══ Excerpted text
Kiore or Pacific rats (Rattus exulans) are found throughout Asia and the Pacific. They are believed to have originated in South-East Asia, and dispersed through the Pacific in the canoes of Polynesian seafarers. The Polynesian ancestors of Māori arrived in New Zealand around the 13th century with kiore on board.
Appearance and names
Kiore are small for a rat – about 11–13 centimetres long excluding the tail, and 60–80 grams in weight. They are brown, with a grey-and-white underside.
Kiore is the usual name given to this species in New Zealand, although other names have also been used: maunga-rua is a ‘large rat’; tāpapa a ‘well-grown rat’; torokaha a ‘big buck’; toko-roa a ‘light-coloured rat’; while hāmua refers to a rat considered an ill omen that was seldom eaten.
Habitat and diet
During the day, kiore stay in holes in the ground or in hollow tree trunks, emerging at night to feed. Māori trapped kiore in winter, when the rats were in prime condition – in summer they were thin. When kiore fattened and their fur changed colour, it indicated plentiful forest berries and the approach of spring. Hīnau berries were their favourite food, as signalled in the proverb, ‘Mā wai e kai te hīnau, te kame a te kiore’ (for whom is the hīnau, it is food for the kiore). They were also known to eat miro, tawa, tawai, karamū, taraire, kohekohe, pūriri and patatē berries. The tāwhara fruit of the kiekie plant was another favourite. It was common to tie kiekie leaves over the fruit to stop kiore eating it before it could be harvested.
Kiore also ate the eggs and chicks of birds, as well as lizards, frogs and insects. They contributed to the extinction of a number of species.
════
══ Records shown
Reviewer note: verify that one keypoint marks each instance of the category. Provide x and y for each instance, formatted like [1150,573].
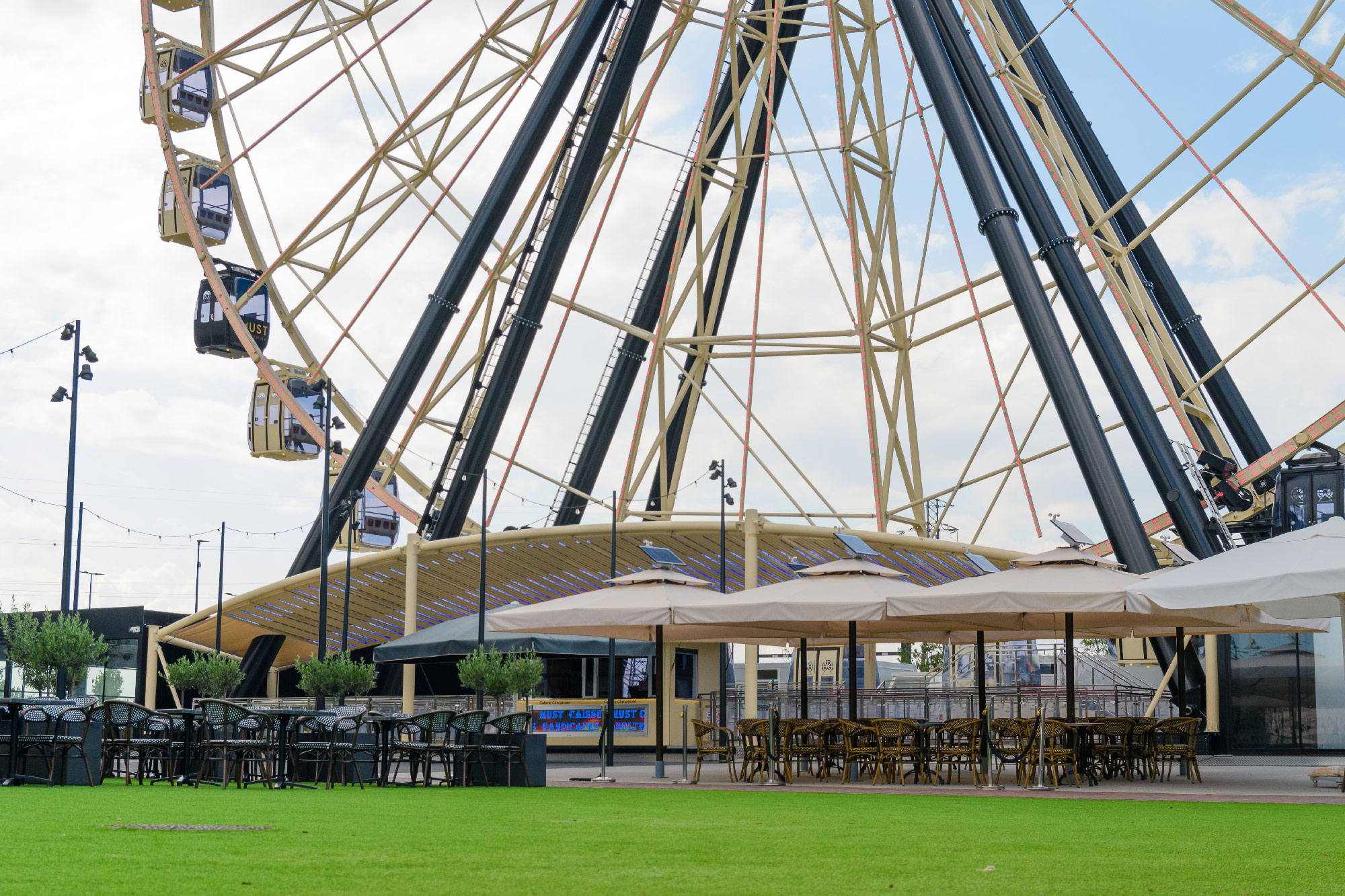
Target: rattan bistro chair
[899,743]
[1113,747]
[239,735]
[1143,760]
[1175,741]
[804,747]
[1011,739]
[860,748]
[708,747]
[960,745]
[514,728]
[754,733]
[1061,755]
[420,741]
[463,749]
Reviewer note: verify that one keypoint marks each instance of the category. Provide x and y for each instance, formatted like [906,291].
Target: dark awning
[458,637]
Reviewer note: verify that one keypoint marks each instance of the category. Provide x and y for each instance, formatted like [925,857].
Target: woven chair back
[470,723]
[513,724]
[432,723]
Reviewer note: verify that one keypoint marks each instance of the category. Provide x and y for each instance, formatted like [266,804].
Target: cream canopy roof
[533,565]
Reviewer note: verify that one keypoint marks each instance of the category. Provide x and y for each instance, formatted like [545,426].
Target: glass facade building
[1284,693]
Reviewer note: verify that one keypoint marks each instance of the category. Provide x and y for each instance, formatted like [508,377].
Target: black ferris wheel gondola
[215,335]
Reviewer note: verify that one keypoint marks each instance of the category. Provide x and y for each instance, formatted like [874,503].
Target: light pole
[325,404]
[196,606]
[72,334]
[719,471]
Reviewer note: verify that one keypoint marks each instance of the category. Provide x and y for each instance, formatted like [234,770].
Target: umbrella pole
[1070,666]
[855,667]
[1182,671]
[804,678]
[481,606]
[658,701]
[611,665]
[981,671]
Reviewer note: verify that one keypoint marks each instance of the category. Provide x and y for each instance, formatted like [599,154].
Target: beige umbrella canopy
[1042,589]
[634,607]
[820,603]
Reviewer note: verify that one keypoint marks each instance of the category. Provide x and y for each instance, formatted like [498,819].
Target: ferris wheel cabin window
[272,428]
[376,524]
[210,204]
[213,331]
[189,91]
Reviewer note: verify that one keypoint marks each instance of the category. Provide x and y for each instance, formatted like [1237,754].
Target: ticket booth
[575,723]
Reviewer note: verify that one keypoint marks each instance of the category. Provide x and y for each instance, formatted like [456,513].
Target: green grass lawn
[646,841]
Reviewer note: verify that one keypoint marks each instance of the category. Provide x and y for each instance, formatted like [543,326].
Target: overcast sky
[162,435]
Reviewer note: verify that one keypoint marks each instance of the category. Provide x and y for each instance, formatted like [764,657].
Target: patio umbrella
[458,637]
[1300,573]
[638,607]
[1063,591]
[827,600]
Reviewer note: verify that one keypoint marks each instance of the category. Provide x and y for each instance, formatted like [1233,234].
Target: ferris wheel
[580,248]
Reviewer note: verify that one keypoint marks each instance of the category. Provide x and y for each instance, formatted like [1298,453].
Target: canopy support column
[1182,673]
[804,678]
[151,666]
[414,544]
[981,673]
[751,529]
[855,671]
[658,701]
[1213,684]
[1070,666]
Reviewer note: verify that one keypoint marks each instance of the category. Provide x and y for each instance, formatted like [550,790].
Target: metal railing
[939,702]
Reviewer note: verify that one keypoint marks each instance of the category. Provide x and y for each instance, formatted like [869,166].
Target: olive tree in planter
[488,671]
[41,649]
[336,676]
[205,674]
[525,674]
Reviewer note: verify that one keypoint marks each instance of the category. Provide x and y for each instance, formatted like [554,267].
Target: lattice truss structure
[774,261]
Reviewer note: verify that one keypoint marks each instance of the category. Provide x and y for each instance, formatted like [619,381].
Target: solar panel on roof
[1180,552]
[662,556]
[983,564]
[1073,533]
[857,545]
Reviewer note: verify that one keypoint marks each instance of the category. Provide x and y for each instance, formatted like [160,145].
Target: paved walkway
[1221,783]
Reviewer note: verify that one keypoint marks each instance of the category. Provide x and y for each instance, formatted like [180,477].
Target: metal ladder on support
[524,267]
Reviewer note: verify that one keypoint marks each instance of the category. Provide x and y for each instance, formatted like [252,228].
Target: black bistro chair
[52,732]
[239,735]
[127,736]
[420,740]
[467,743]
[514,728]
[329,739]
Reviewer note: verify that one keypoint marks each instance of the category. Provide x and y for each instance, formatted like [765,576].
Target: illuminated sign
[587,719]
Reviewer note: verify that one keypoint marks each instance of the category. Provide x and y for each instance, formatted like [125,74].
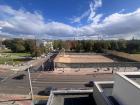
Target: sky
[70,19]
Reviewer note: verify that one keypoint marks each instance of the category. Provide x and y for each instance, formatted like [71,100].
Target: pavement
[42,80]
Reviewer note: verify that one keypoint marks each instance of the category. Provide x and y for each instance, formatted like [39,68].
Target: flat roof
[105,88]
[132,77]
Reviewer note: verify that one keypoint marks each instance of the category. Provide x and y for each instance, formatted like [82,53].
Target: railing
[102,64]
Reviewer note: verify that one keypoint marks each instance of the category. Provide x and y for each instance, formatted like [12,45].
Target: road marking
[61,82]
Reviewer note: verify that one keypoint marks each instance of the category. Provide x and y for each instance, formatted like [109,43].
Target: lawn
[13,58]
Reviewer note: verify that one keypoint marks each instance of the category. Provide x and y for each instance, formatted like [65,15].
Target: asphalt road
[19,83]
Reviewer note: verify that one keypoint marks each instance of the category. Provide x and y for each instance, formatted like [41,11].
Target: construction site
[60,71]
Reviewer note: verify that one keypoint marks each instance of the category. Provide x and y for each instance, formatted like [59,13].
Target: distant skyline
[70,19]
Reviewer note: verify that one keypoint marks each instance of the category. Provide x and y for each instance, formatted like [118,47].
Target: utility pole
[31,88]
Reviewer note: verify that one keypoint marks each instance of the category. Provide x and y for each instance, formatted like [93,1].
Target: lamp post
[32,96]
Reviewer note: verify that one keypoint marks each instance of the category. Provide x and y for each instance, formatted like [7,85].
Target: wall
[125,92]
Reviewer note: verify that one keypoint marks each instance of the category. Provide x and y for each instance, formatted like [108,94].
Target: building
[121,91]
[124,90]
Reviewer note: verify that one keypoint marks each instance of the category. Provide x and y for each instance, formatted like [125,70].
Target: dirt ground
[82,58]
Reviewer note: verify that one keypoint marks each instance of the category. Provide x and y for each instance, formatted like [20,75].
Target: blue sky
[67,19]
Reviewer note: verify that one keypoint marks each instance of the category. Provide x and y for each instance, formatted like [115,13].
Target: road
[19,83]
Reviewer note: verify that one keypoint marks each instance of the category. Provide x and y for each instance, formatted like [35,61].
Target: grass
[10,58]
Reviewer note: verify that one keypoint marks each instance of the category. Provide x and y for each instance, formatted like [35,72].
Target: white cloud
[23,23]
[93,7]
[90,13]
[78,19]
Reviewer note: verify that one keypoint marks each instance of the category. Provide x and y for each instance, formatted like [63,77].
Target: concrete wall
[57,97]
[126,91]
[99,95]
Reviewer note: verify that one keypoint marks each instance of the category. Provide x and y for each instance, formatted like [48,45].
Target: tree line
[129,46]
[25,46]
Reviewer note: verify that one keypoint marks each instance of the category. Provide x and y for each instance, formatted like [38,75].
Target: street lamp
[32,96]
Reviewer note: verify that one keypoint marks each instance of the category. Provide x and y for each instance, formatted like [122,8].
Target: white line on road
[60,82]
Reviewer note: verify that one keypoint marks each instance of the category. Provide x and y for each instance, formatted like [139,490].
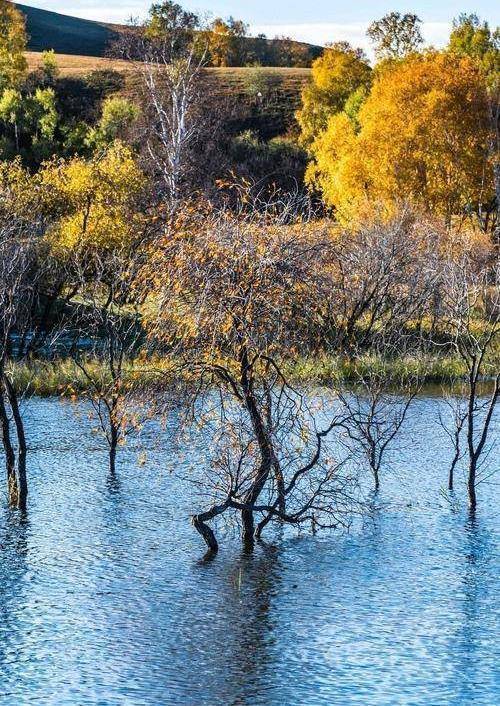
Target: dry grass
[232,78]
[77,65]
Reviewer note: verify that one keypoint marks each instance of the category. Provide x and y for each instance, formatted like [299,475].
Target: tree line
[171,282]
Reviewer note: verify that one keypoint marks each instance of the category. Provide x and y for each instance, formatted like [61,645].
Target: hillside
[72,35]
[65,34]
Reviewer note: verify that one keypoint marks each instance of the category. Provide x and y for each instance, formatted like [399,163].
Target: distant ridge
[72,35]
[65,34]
════
══ Records shown
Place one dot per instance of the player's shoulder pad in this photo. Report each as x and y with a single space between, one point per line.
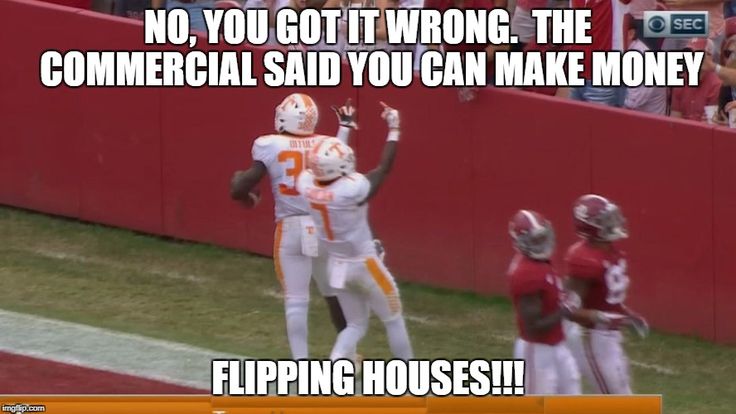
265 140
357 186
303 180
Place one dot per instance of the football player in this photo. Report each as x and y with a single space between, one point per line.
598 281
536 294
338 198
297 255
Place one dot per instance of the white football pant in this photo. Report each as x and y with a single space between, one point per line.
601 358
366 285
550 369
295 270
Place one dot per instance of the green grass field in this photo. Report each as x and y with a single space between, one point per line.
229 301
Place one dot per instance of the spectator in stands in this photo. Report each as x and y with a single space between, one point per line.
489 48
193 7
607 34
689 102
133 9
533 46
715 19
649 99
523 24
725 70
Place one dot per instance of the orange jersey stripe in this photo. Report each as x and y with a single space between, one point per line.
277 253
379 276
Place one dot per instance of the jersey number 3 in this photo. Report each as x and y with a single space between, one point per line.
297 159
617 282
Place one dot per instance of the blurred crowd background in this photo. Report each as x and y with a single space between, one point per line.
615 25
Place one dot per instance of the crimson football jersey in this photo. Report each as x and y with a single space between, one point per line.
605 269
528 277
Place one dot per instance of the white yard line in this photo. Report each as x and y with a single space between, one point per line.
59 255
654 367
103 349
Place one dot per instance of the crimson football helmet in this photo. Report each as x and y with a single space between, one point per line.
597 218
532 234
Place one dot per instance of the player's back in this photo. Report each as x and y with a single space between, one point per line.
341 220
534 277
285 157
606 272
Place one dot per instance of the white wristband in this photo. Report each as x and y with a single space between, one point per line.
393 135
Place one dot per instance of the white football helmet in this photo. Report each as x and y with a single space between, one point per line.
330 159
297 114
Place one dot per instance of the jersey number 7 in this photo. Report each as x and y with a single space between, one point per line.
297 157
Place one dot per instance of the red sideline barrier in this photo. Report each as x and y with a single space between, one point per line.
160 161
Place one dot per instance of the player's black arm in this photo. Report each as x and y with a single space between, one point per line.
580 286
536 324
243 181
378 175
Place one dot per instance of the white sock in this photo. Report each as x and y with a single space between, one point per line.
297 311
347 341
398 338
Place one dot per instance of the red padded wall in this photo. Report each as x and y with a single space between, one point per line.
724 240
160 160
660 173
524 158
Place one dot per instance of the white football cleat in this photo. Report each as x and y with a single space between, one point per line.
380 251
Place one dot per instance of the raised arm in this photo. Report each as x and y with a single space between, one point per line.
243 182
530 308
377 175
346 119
════
Check your understanding
a – Reproduce the stretch of the kiore text from "Appearance and names" through "was seldom eaten.".
b – Carry the kiore text forward from its final sentence.
The rows are separate material, unrelated to the kiore text.

Task-by-task answers
a –
Appearance and names
Kiore are small for a rat – about 11–13 centimetres long excluding the tail, and 60–80 grams in weight. They are brown, with a grey-and-white underside.
Kiore is the usual name given to this species in New Zealand, although other names have also been used: maunga-rua is a ‘large rat’; tāpapa a ‘well-grown rat’; torokaha a ‘big buck’; toko-roa a ‘light-coloured rat’; while hāmua refers to a rat considered an ill omen that was seldom eaten.

b –
Norway rats (Rattus norvegicus) were introduced by Europeans in the 18th century, and ship rats (Rattus rattus) in the 19th century. Māori names for these rats included pou-o-Hawaiki and muritai. Their introduction, together with that of the mouse, led to a decline in kiore numbers because of competition for resources. By the early 1920s kiore were considered extinct. However, some survive in Fiordland, on Stewart Island and on several offshore islands.
Rats in research
Kiore might be small, but they loom large in scientific research. Ancient Polynesian voyages have been traced by analysing the DNA of kiore from different Polynesian islands. In New Zealand, carbon dating of the bones of kiore, and the seeds and snail shells kiore gnawed, tells us that Māori ancestors arrived around the 13th century.
A northern tribe, Ngātiwai, sees itself as kaitiaki (guardian) of kiore. Ngātiwai and a number of Māori believe there are historic and cultural reasons these rats should survive. However, kiore are not protected by law, and evidence of their predation on endangered native birds, lizards and insects have seen them eradicated from Crown-owned islands by the Department of Conservation. The department recognises that kiore may be of cultural interest, and consult with tribes before carrying out eradication programmes.